> **Source**:
START
There was a little family group standing outside the courtroom of the Honorable Vonda Evans. Andrew introduced me to Sean, a slender nice-looking young guy in a suit; Dave, a slightly younger and heavier nice-looking guy in a suit. I didn’t catch the names of an older unshaven guy in jeans and a plaid flannel shirt; standing close to him and holding his hand was a conspicuously pregnant young woman. There was an older woman who bore some resemblance to the guy in jeans. His mom, probably. I wondered what he had done to land him in court. They all politely said hello, but looked tired; they’d been waiting around for three hours.
“Might as well go in now,” Andrew said. “We’ve got to be next.”
Her Honor Judge Vonda Evans was rather pretty and petite with a very short afro and big earrings. She seemed dwarfed by her voluminous black robe. Andrew and I sat on one of the benches for lawyers at the front and the family settled in the back of the courtroom.
The judge was cussing out a young man in droopy hip-hop pants and an oversize green shirt that said WAYNE COUNTY JAIL PRISONER on the back.
“And did you send me a letter, like I tole you to?”
The guy mumbled, “No ma’am.”
“No ma’am, YOUR HONOR?”
He drawled, “No ma’am, your honor.”
“Louder. I couldn’t hear that, boy.”
He shouted it back at her.
At 12:30 the clerk finally called the case and the two suits went up before the judge. Now I understood that the younger one, Dave, was the defendant. Sean was his court-appointed lawyer. I couldn’t hear everything that the judge said, but it didn’t seem to have anything to do with Andrew’s usual line of lawyering. I caught the words ‘shooter’ and ‘drugs’ and ‘gang’ and ‘sealed juvenile record’ and ‘felonious armed robbery’ and ‘FBI’ and ‘witnesses’ and ‘lawyer debarred’ and ‘transcription of testimony’ and ‘extra expense’ as they flew by.
END
> **Problems to work on**:
**A.** Reproduce the courtroom passage word for word, from "Her Honor Judge" up to and including "back at her.".
**B.** Write the next part of the courtroom passage, picking up right after its final sentence.

> **Provided data**:
START
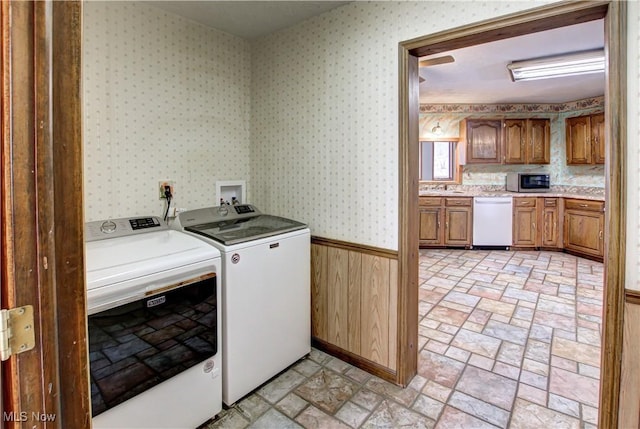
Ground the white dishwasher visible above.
[473,197,513,247]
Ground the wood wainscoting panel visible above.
[311,244,329,341]
[346,250,362,355]
[311,237,398,382]
[618,291,640,428]
[360,255,389,366]
[389,259,398,371]
[327,247,349,349]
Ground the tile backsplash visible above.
[83,1,250,222]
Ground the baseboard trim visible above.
[311,236,398,259]
[311,337,401,385]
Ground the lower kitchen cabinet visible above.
[419,197,473,247]
[564,199,604,258]
[420,196,604,259]
[513,198,538,247]
[419,197,444,246]
[444,198,473,246]
[513,197,561,248]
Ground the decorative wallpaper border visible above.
[420,95,604,113]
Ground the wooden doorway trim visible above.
[398,1,627,428]
[0,1,91,428]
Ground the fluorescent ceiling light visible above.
[507,49,604,82]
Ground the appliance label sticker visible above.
[203,359,216,372]
[147,295,167,308]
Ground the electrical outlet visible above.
[158,180,176,200]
END
> **Task answers**:
**A.**
Her Honor Judge Vonda Evans was rather pretty and petite with a very short afro and big earrings. She seemed dwarfed by her voluminous black robe. Andrew and I sat on one of the benches for lawyers at the front and the family settled in the back of the courtroom.
The judge was cussing out a young man in droopy hip-hop pants and an oversize green shirt that said WAYNE COUNTY JAIL PRISONER on the back.
“And did you send me a letter, like I tole you to?”
The guy mumbled, “No ma’am.”
“No ma’am, YOUR HONOR?”
He drawled, “No ma’am, your honor.”
“Louder. I couldn’t hear that, boy.”
He shouted it back at her.

**B.**
I wrote a note on Andrew’s yellow pad: Why are you here?
I was his lawyer for his habeas case. I’m here to support the family & in case the judge tries to lock him up today. She can’t but she might try.
Suddenly the judge proclaimed loudly, “I’m tired of all this fooling around; this is some sort of tactic by the defense. Y’all are jes’ stalling now.”
She paused and whack went her gavel. “At this time, the court is going to commit you to the Michigan Department of Corrections for no less than 16 to 30 years with 3,307 days off for the time you’ve already served.”
Whack, went her gavel again.
“I’m taking him into custody.” Whack, whack.
Two enormous police officers moved in to stand on either side of Dave. One took out his handcuffs.
Then Andrew quickly pulled out a file and swung into action, doing that thing you see on Law & Order, “May I approach, your honor?”
The policemen sat down.
It was hard to hear what was said in a few minutes’ conversation at the bench, but the judge’s conclusion was loud and clear:
“Awright, now you listen to me. You say there’s an order but I ain’t seen it. I want to see an original, sealed order from Judge Tarnow. I don’t want no copy; I don’t want no email; I don’t want no fax; I want a sealed order. Signed. By the judge. Original. Till I’ve got that, I’m taking him into custody.”
Whack WHACK. “Court adjourned till 2:30.”
The police officers moved in again. In a practiced gesture, Dave pulled out his wallet and took off his watch and handed them to the guy in jeans, his brother, who had stepped up to take them.
We all went out into the hall. No one looked especially worried, except probably me. Dave was convicted of a second-degree murder? He’d already done 3,000 days in prison: almost ten years? Now he’ll have to go back? Doesn’t his mother feel bad?
Andrew got on his cell phone to Judge Tarnow’s office and found that everyone with any authority to produce the order was out to lunch. He assured the family that they’d surely have it delivered by 2:30. Sean and Dave’s mom both said how much they appreciated Andrew’s help in the case and we all separately went off for lunch.
“I need a drink,” Andrew said to me. “This is nothing like federal court. Let’s go to Greektown.”
And so we went to Mosaic, an upscale new restaurant. It’s down the street from the old New Hellas, recently closed after decades of serving wonderful lemon chicken soup and garlicky grilled lamb ribs, perfect with turpentiney ouzo as late as 2 a.m.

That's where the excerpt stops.